Text provided:
********

Live album by Mormon Tabernacle Choir featuring David Archuleta
- Released: September 6, 2011
- Recorded: 2010
- Genre: Christmas
- Length: 65:44
- Label: Mormon Tabernacle Choir
- Producers: Bruce Leek; Ryan T. Murphy; Fred Vogler; Mack Wilberg;

Mormon Tabernacle Choir chronology
| The Most Wonderful Time of the Year (2010) | Glad Christmas Tidings (2011) | Once Upon a Christmas (2012) |

David Archuleta chronology
| The Other Side of Down (2010) | Glad Christmas Tidings (2011) | Forevermore (2012) |

= Glad Christmas Tidings =

Glad Christmas Tidings is an album by the Mormon Tabernacle Choir, recorded during their 2010 Christmas shows in the LDS Conference Center with special guests David Archuleta and Michael York. The album was released on September 6, 2011 along with a concert DVD. The recorded concert was broadcast on PBS during December 2011 to more than 4 million Americans and is the No. 1-rated entertainment program on PBS during the holidays each year, according to PBS CEO Paula Kerger. As of November 2011, the album had sold in excess of 28,000 copies.

********

Collected data:
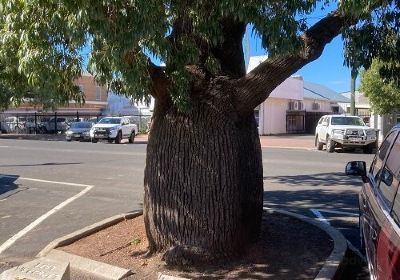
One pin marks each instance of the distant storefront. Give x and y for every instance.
(295, 106)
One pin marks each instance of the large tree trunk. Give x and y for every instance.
(203, 179)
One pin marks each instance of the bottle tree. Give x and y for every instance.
(203, 188)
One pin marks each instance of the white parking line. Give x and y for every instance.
(35, 223)
(337, 212)
(45, 181)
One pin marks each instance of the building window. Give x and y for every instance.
(315, 106)
(82, 89)
(335, 109)
(98, 93)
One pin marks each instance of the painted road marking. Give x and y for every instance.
(35, 223)
(337, 212)
(320, 217)
(46, 181)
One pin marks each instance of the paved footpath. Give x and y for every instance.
(304, 142)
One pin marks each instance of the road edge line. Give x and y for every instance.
(9, 242)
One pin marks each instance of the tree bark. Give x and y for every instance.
(203, 179)
(259, 83)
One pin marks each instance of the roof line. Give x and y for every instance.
(316, 93)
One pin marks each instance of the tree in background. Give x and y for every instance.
(203, 176)
(383, 93)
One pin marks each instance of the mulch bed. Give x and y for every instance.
(288, 249)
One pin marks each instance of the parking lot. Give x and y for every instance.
(51, 188)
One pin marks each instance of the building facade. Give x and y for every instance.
(295, 106)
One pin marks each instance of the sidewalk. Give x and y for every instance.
(284, 141)
(278, 141)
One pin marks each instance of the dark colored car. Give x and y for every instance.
(380, 208)
(79, 131)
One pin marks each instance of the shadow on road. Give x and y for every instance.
(7, 184)
(320, 179)
(41, 164)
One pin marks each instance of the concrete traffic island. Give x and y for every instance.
(302, 249)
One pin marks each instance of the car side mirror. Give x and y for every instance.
(356, 168)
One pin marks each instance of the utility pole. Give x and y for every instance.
(353, 92)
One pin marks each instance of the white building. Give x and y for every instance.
(122, 105)
(295, 106)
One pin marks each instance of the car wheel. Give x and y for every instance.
(330, 145)
(318, 144)
(118, 138)
(132, 137)
(369, 148)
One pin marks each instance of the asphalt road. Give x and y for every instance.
(49, 189)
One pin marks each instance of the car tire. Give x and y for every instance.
(118, 138)
(368, 149)
(318, 144)
(330, 145)
(132, 137)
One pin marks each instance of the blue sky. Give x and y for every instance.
(328, 70)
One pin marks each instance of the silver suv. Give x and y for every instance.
(345, 132)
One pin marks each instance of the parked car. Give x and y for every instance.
(61, 126)
(113, 129)
(79, 131)
(13, 124)
(379, 202)
(346, 132)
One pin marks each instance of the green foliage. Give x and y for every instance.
(51, 40)
(376, 34)
(383, 93)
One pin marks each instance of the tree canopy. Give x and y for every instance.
(383, 93)
(45, 44)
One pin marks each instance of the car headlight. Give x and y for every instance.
(370, 132)
(338, 131)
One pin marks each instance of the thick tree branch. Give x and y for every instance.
(160, 81)
(256, 86)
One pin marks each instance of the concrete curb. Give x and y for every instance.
(72, 237)
(333, 262)
(95, 268)
(107, 271)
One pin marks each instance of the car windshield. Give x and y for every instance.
(347, 121)
(81, 125)
(110, 120)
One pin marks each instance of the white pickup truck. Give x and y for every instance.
(346, 132)
(113, 129)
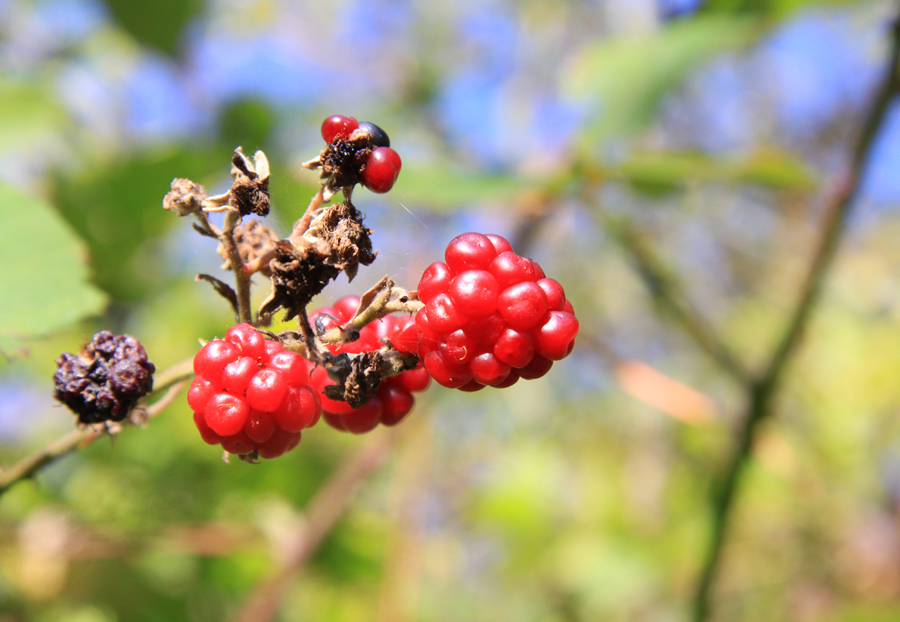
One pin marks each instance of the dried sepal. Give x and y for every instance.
(185, 198)
(249, 192)
(340, 227)
(358, 376)
(336, 241)
(297, 275)
(340, 164)
(256, 245)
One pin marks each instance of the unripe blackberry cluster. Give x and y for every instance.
(363, 149)
(394, 399)
(251, 394)
(491, 316)
(105, 380)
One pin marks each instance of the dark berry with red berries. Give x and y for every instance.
(105, 380)
(491, 316)
(394, 398)
(376, 136)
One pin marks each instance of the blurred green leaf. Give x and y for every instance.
(29, 114)
(44, 279)
(442, 187)
(159, 24)
(117, 209)
(777, 9)
(627, 77)
(661, 172)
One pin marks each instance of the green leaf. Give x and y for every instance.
(628, 77)
(442, 187)
(116, 208)
(667, 171)
(159, 24)
(44, 279)
(29, 115)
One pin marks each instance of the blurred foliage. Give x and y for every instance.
(51, 289)
(570, 498)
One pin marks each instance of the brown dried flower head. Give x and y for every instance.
(185, 198)
(249, 192)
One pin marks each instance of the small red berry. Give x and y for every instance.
(248, 339)
(212, 359)
(338, 126)
(237, 374)
(435, 280)
(199, 393)
(470, 251)
(381, 170)
(226, 414)
(266, 390)
(475, 293)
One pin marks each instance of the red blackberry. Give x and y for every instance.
(491, 316)
(250, 394)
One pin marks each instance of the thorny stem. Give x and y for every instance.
(763, 391)
(169, 383)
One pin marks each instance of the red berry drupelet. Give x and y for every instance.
(394, 399)
(362, 151)
(491, 316)
(251, 394)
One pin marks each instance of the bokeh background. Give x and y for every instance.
(708, 134)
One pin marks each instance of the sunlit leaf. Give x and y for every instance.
(626, 78)
(45, 277)
(659, 172)
(441, 188)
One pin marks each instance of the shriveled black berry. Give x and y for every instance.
(377, 136)
(105, 380)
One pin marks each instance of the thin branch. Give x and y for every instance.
(760, 402)
(241, 273)
(329, 504)
(79, 439)
(667, 294)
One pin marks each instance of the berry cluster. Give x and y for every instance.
(491, 316)
(394, 399)
(381, 164)
(251, 394)
(105, 380)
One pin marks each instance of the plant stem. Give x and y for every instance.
(667, 295)
(241, 274)
(79, 439)
(763, 391)
(323, 512)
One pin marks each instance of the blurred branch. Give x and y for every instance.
(324, 510)
(760, 398)
(169, 383)
(667, 294)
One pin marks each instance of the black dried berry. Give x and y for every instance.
(377, 136)
(105, 380)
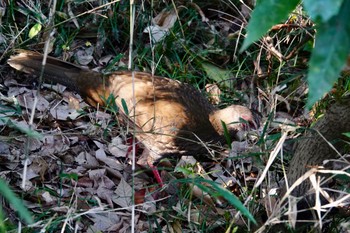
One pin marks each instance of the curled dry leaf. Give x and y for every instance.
(164, 21)
(123, 193)
(214, 93)
(86, 160)
(117, 147)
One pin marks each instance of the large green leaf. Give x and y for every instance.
(329, 55)
(216, 189)
(266, 14)
(324, 9)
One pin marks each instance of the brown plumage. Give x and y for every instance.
(171, 118)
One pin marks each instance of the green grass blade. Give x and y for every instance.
(329, 55)
(266, 14)
(17, 204)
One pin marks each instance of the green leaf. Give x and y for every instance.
(34, 30)
(329, 55)
(125, 107)
(266, 14)
(17, 204)
(324, 9)
(225, 194)
(23, 129)
(217, 74)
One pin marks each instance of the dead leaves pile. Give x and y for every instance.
(80, 177)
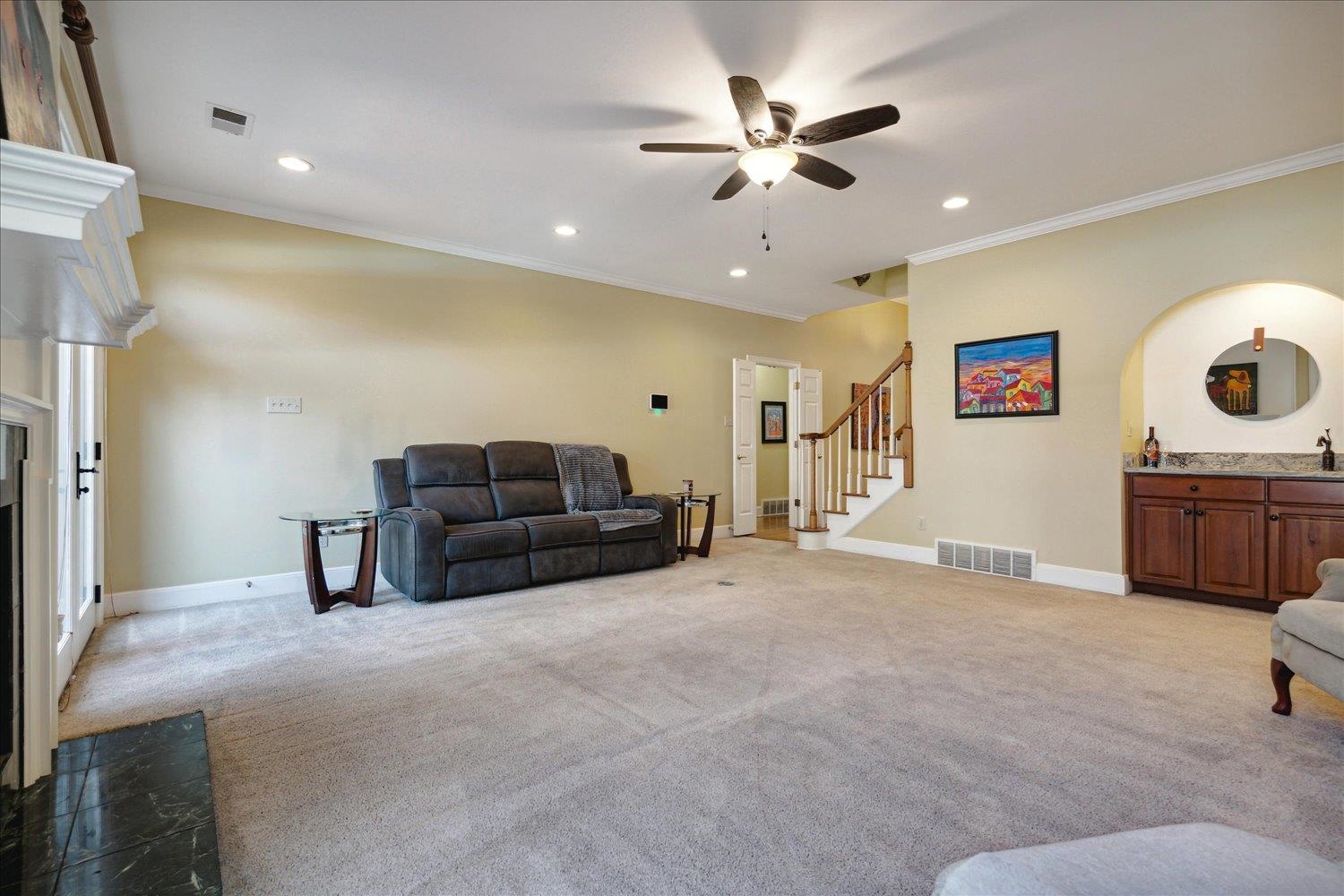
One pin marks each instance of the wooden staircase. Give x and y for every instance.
(857, 460)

********

What you need to do:
**a.** Answer these from the album text:
(i) Where was the album recorded?
(ii) What is the album's length?
(iii) How many copies had the album sold as of November 2011?
**b.** List every producer named in the album text.
**c.** Does the album text support each statement? Answer yes or no and quote the words that decide it.
(i) The album came out together with a concert DVD.
(ii) The concert was broadcast on PBS in December 2010.
(iii) In David Archuleta's chronology, Forevermore comes before this album.
These lines are separate from the album text.

Task-by-task solutions:
**a.**
(i) During the Mormon Tabernacle Choir's 2010 Christmas shows in the LDS Conference Center
(ii) 65:44
(iii) In excess of 28,000 copies

**b.**
Bruce Leek
Ryan T. Murphy
Fred Vogler
Mack Wilberg

**c.**
(i) Yes: "The album was released on September 6, 2011 along with a concert DVD."
(ii) No: "broadcast on PBS during December 2011"
(iii) No: "Forevermore (2012)"